## Raw data
•••••
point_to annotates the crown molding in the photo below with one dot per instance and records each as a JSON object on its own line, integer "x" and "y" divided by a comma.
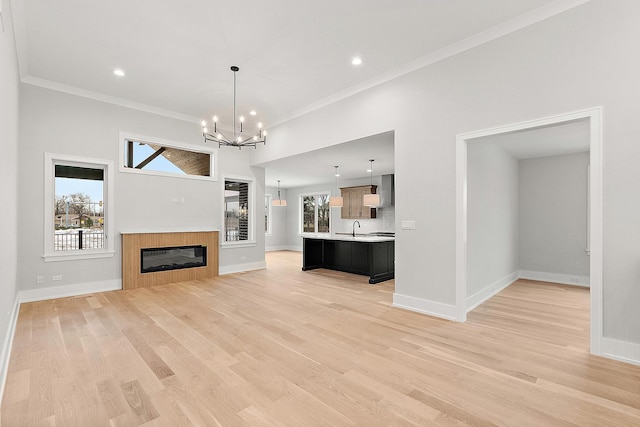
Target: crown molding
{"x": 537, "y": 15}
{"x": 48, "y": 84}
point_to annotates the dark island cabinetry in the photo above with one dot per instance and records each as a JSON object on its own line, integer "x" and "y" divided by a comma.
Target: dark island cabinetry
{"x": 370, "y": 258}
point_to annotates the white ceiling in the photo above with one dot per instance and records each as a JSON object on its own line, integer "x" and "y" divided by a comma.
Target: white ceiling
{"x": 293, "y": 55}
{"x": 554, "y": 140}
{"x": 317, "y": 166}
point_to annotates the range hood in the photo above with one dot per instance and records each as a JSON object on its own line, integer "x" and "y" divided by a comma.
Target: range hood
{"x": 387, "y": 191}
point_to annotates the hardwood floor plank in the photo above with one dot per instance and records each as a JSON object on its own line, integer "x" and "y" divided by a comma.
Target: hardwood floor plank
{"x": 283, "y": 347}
•••••
## Problem to work on
Copy the records verbatim, starting at the line that contains "point_to annotates the dark" and ending at the last line of the records.

## Exercise solution
point_to annotates the dark island cabinetry in the photo above with one dot per instance and records each as a JSON object on its own line, integer "x" and "y" divided by a comma.
Target: dark island cabinetry
{"x": 370, "y": 258}
point_to annotates the white ceiling in the photo above with one dot per instance and records each as a JSON object on its own line, integer "x" and "y" divided by a comma.
Target: white ceiling
{"x": 293, "y": 55}
{"x": 554, "y": 140}
{"x": 317, "y": 166}
point_to annotates the range hood in the photo above with one dot per instance and records each as a JSON object on its own line, integer "x" and "y" divided by a comma.
Target: range hood
{"x": 387, "y": 191}
point_to annotates the hardwood floor plank in the photo above with one dot per instance and records each as a JSON object on its own line, integer "x" and "y" divided by a comma.
Target: hardwood floor plank
{"x": 283, "y": 347}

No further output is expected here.